Exercises:
a: Can you rewrite the paragraph in the piece on Robert Adams that begins "He often mentioned the deprivation" as a short list, keeping its main facts?
b: Could you write what comes next in the piece on Robert Adams, picking up after its final sentence?

Robert Adams
My father Robert Adams was a territorial before the war and signed up at the outset of hostilities. After training in UK (including the Orkneys) he joined the Devon and Cornwall Royal Engineers. He was mobilised in 1941, his first posting being to North Africa where he became part of the 8th Army Desert Rats serving under ‘Monty’. Later he went on to Italy initially landing in Salerno and later Livorno (he always called it ‘Leghorn’.)
He often mentioned the deprivation he saw in Naples and the infrastructure left in ruins. He was Mentioned in Despatches for his work on Bailey Bridges (see accompanying article from RE Journal Dec 1962.) This is when the REs came into their own rebuilding roads and bridges which the Germans had destroyed during their retreat in 1943/4.
During this ‘liberation’ he met an English woman called Louise Clay. She was a nanny for a count and countess living in San Sepulcro and Florence. The whole family were so relieved to see the Allies arrive. She corresponded regularly with my parents well into the 1960s and sent us gifts as children. We always wondered what happened to her but later letters went unanswered; so if anyone knows or knew her it would be lovely to know where she spent her last days.

Records:
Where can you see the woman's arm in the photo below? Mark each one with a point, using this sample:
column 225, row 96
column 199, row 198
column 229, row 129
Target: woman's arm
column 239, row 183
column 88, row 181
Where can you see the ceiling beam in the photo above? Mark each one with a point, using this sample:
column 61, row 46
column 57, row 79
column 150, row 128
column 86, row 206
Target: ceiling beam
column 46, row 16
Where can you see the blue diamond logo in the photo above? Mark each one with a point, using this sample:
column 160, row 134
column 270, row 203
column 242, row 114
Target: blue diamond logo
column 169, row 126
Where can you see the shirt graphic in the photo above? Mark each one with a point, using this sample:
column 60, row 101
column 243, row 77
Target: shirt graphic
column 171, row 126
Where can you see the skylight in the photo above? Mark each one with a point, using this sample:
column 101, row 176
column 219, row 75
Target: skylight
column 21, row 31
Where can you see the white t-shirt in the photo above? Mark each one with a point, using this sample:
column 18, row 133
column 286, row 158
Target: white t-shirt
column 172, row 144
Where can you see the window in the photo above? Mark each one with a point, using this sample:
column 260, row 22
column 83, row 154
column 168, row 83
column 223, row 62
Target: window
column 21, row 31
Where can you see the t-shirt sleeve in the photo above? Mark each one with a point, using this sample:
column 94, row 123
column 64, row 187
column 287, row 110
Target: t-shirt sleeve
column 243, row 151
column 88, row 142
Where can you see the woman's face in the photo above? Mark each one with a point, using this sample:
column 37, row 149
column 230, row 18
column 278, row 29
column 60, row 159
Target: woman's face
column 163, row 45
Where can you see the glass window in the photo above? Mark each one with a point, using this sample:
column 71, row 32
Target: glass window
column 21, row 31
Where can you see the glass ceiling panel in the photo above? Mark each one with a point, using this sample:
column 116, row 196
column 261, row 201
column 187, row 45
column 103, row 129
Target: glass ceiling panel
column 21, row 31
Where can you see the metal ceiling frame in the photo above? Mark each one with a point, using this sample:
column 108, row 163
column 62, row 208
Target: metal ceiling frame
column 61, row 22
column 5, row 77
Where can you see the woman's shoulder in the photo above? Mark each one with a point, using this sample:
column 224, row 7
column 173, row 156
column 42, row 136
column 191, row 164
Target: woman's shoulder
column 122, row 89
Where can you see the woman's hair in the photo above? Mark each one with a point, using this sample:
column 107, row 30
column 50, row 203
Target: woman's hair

Answers for the exercise:
a:
- He often spoke of the deprivation he saw in Naples and its ruined infrastructure.
- He was Mentioned in Despatches for his work on Bailey Bridges, covered in an RE Journal article from December 1962.
- This was when the REs came into their own, rebuilding the roads and bridges the Germans destroyed during their retreat in 1943/4.

b:
My father lost many fellow soldiers and friends during the course of the war, often killed or wounded in bomb/mine clearance activities. His great friend ‘Bunny’ Greatrex was blinded and lost a leg during one of these operations in North Africa and my father subsequently escorted him the annual El Alamein reunion in London.
As a rule he spoke little about his wartime experiences unless asked. My brother made some fantastic tapes of him talking before he died. Other notes reveal he was relieved to finally get on the boat home and leave the wretched war behind. It wasn’t until his 80th birthday though that one of his wartime friends Eric Schmidt paid tribute to him and told us stories we’d never heard before. One anecdote was during a heavy bombardment in the desert when my father was found reading Rudyard Kipling in his bivouac by way of distraction.
Post war my father went back to being a civil engineer specialising in land drainage and sea defences. Jobs took him from Cornwall to Lincolnshire and finally to the Isle of Wight where joined the River and Water Authority in the early 1950s. He spent the rest of his days there after he retired.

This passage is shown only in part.